Sergeant Milton Warden: Karen...
Karen Holmes: And one more thing: no more children. Sure I went out with men after that. And if I'd ever found one that...
Sergeant Milton Warden: Karen, listen to me, listen.
Karen Holmes: I know. Until I met you I didn't think it was possible either.
Robert E. Lee "Prew' Prewitt: A man don't go his own way, he's nothing.
Sergeant Milton Warden: Maybe back in the days of the pioneers a man could go his own way, but today you got to play ball.
Sergeant Maylon Stark: Leva tells me you've been eyeing the Captain's wife like a hound dog at hunting time.
Karen Holmes: You certainly chose a lovely spot for our meeting. I've had three chances to be picked up in the last five minutes.
Angelo Maggio: I just hate to see a good guy get it in the gut.
Cpl. Buckley: You better get used to it, kid. You'll probably see a lot of it before you die.
Robert E. Lee "Prew' Prewitt: Well, what am I? I'm a private no-class dogface. The way most civilians look at that, that's two steps up from nothin'.
Karen Holmes: I never knew it could be like this! Nobody ever kissed me the way you do.
Sergeant Milton Warden: Nobody?
Karen Holmes: No, nobody.
Sergeant Milton Warden: Not even one? Out of all the men you've been kissed by?
Karen Holmes: [giggling] Now that'd take some figuring. How many men do you think there've been?
Sergeant Milton Warden: I wouldn't know. Can't you give me a rough estimate?
Karen Holmes: Not without an adding machine. Do you have the adding machine with you?
Sergeant Milton Warden: I forgot to bring it.
Captain Dana Holmes: You know why you were assigned to G Company?
Robert E. Lee "Prew' Prewitt: No, sir.
Captain Dana Holmes: I pulled a few strings. I'm the regimental boxing coach, you know.
Robert E. Lee "Prew' Prewitt: Yes, sir.
Captain Dana Holmes: I saw your fight with Connors in the Bowl, year before last. You should've won it.
Robert E. Lee "Prew' Prewitt: Thank you, sir.
Captain Dana Holmes: Our regiment got beaten in the finals last December, but I mean to win this year. All I've needed is a top middleweight.
Robert E. Lee "Prew' Prewitt: I'm sorry, sir. I quit fighting.
Captain Dana Holmes: Quit fighting? When? What for?

Dataset rows:

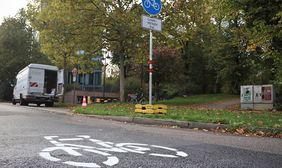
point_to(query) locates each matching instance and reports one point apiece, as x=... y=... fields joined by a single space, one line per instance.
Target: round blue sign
x=152 y=7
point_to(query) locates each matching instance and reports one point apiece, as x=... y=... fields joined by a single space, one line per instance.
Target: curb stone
x=149 y=121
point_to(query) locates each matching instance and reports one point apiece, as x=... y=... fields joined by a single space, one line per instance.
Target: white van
x=39 y=84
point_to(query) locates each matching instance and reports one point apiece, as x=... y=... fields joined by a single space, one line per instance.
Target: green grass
x=235 y=119
x=198 y=99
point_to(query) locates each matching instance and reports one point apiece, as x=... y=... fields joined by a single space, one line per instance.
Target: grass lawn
x=179 y=110
x=198 y=99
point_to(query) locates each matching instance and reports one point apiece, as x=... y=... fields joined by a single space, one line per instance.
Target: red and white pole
x=150 y=67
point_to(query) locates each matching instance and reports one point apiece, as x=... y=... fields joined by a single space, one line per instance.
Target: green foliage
x=198 y=99
x=18 y=48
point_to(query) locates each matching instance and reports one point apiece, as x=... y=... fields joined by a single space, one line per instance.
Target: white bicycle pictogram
x=105 y=149
x=149 y=3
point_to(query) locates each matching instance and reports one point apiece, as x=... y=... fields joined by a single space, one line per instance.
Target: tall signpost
x=152 y=7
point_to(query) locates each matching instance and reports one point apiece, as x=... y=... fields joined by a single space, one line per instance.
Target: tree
x=89 y=25
x=18 y=48
x=166 y=69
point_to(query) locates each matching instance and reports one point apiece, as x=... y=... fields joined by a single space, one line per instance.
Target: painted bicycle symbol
x=149 y=3
x=100 y=148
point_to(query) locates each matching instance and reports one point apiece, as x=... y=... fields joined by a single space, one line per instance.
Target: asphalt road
x=33 y=137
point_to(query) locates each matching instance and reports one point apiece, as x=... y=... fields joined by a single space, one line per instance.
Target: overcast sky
x=10 y=7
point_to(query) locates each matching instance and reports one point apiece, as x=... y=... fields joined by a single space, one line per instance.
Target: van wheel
x=49 y=104
x=14 y=101
x=22 y=102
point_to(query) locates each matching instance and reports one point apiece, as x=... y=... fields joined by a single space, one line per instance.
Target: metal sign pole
x=150 y=67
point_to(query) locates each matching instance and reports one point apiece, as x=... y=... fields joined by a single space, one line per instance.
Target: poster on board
x=247 y=94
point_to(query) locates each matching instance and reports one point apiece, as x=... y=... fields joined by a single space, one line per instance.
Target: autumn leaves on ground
x=215 y=108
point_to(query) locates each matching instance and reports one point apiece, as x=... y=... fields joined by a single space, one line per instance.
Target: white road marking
x=84 y=136
x=162 y=147
x=98 y=152
x=50 y=137
x=135 y=147
x=111 y=161
x=95 y=140
x=106 y=147
x=71 y=139
x=163 y=155
x=82 y=164
x=182 y=154
x=69 y=150
x=47 y=156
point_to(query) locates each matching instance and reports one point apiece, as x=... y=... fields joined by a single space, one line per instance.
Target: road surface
x=33 y=137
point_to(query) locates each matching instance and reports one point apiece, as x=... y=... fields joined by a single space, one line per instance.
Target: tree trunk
x=65 y=74
x=121 y=78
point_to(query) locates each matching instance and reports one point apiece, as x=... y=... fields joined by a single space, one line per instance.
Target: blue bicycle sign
x=152 y=7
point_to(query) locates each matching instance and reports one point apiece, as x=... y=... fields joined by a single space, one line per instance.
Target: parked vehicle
x=38 y=84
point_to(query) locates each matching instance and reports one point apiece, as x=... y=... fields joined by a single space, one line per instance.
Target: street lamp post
x=104 y=75
x=74 y=74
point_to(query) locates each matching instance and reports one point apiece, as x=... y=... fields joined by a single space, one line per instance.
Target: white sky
x=10 y=7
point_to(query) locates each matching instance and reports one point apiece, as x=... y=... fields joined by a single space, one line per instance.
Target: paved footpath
x=36 y=137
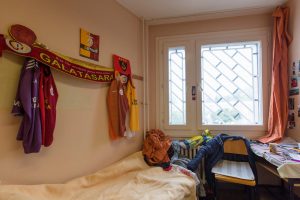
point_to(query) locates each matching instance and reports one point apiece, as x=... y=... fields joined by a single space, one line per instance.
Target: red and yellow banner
x=71 y=66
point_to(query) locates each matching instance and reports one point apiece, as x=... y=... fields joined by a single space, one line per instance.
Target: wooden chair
x=232 y=170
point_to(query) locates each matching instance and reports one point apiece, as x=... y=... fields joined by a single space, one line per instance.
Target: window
x=177 y=84
x=214 y=80
x=230 y=80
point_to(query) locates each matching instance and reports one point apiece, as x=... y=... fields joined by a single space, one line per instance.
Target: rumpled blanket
x=128 y=179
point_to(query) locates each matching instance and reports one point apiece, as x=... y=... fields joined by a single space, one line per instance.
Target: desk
x=278 y=165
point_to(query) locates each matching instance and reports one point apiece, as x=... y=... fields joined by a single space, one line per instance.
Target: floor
x=265 y=193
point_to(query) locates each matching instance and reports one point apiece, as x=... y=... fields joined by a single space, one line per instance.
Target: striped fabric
x=235 y=169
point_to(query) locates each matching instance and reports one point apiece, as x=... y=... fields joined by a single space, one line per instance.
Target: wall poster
x=89 y=45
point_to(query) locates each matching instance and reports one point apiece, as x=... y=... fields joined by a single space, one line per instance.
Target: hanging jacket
x=26 y=104
x=50 y=101
x=133 y=107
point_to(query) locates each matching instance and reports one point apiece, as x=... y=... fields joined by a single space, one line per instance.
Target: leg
x=291 y=189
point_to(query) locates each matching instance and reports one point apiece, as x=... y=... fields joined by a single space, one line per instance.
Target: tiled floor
x=265 y=193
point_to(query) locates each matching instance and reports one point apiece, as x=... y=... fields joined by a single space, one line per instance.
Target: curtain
x=278 y=110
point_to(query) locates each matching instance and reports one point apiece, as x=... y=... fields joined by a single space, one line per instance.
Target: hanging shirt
x=42 y=104
x=133 y=108
x=50 y=100
x=117 y=105
x=112 y=108
x=123 y=108
x=27 y=105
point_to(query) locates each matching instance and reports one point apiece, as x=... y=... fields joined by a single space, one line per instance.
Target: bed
x=130 y=178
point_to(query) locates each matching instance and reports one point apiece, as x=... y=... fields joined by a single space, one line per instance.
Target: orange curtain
x=278 y=110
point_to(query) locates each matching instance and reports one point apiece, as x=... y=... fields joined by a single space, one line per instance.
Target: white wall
x=81 y=144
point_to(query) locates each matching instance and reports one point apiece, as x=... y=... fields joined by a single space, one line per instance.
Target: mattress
x=129 y=179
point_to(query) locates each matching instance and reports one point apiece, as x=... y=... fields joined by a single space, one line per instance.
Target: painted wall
x=81 y=144
x=294 y=54
x=204 y=26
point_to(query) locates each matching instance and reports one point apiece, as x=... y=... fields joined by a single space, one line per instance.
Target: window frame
x=193 y=58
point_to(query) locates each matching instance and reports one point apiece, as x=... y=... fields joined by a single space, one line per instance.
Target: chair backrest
x=235 y=147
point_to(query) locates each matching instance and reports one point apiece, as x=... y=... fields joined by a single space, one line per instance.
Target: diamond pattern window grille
x=177 y=86
x=231 y=84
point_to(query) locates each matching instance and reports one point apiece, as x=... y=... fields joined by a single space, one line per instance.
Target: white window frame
x=193 y=62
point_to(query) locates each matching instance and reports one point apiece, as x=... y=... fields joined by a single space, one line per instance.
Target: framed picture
x=89 y=45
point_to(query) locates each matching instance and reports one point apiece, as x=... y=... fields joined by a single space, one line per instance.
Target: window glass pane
x=177 y=86
x=230 y=84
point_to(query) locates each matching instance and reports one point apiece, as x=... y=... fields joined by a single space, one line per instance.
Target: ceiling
x=161 y=9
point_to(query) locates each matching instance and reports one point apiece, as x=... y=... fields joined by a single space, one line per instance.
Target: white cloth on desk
x=286 y=168
x=289 y=170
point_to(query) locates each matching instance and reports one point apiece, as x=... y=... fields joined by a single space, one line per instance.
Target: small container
x=273 y=147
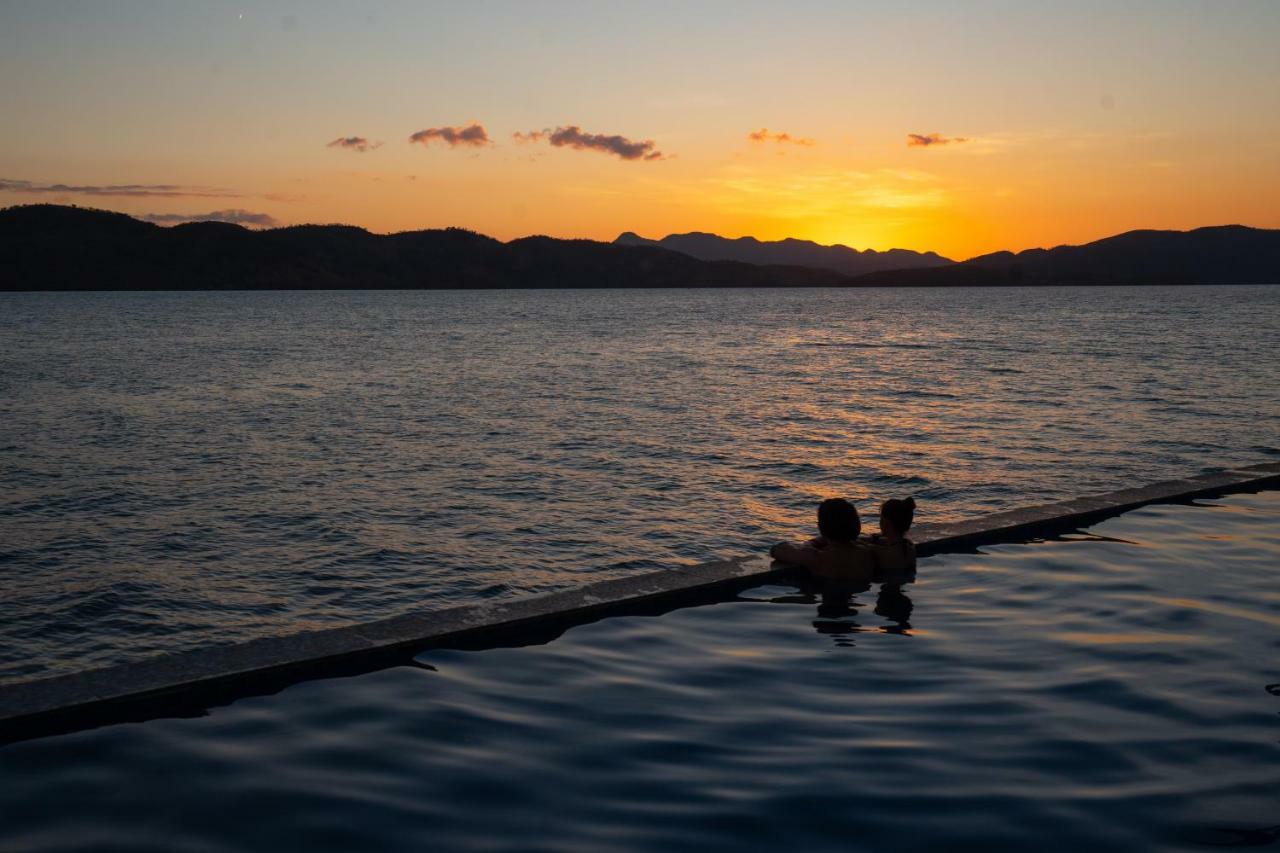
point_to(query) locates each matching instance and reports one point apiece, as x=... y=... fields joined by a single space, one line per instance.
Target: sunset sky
x=1033 y=123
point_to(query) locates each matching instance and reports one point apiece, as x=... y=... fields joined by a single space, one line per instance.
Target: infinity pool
x=1116 y=689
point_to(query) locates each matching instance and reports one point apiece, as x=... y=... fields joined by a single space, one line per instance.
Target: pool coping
x=187 y=683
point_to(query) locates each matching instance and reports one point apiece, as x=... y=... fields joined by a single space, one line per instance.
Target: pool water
x=1116 y=689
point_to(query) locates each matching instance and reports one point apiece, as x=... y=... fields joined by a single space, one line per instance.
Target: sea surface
x=1116 y=689
x=186 y=469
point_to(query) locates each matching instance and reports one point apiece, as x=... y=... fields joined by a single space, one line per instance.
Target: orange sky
x=1056 y=124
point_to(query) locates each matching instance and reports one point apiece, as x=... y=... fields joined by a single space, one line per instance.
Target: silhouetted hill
x=800 y=252
x=1217 y=255
x=51 y=247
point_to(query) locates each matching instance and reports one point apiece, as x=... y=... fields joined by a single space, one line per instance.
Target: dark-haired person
x=835 y=553
x=894 y=551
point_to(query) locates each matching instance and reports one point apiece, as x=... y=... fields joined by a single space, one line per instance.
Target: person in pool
x=835 y=553
x=894 y=551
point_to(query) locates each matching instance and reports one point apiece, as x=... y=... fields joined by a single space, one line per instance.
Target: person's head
x=896 y=516
x=837 y=520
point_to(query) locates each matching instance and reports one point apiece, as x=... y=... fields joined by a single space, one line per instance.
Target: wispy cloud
x=133 y=190
x=356 y=144
x=234 y=217
x=467 y=136
x=574 y=137
x=926 y=140
x=763 y=135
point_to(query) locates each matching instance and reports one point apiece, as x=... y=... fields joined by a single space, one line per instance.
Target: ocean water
x=183 y=469
x=1116 y=689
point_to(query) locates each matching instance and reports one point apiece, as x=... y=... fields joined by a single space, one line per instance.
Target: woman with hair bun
x=894 y=551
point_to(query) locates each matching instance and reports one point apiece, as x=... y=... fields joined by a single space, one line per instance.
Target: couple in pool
x=839 y=552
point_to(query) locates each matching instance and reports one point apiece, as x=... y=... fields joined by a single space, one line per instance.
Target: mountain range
x=54 y=247
x=795 y=252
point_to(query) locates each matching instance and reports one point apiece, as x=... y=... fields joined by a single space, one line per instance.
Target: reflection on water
x=197 y=468
x=1023 y=698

Set exercise 1:
In the dialogue, what role does Captain Dana Holmes say he holds in the regiment?
Set exercise 2:
From the dialogue, return the lines starting at "Karen Holmes: I never" and ending at "to bring it.".

Complete response 1:
He is the regimental boxing coach.

Complete response 2:
Karen Holmes: I never knew it could be like this! Nobody ever kissed me the way you do.
Sergeant Milton Warden: Nobody?
Karen Holmes: No, nobody.
Sergeant Milton Warden: Not even one? Out of all the men you've been kissed by?
Karen Holmes: [giggling] Now that'd take some figuring. How many men do you think there've been?
Sergeant Milton Warden: I wouldn't know. Can't you give me a rough estimate?
Karen Holmes: Not without an adding machine. Do you have the adding machine with you?
Sergeant Milton Warden: I forgot to bring it.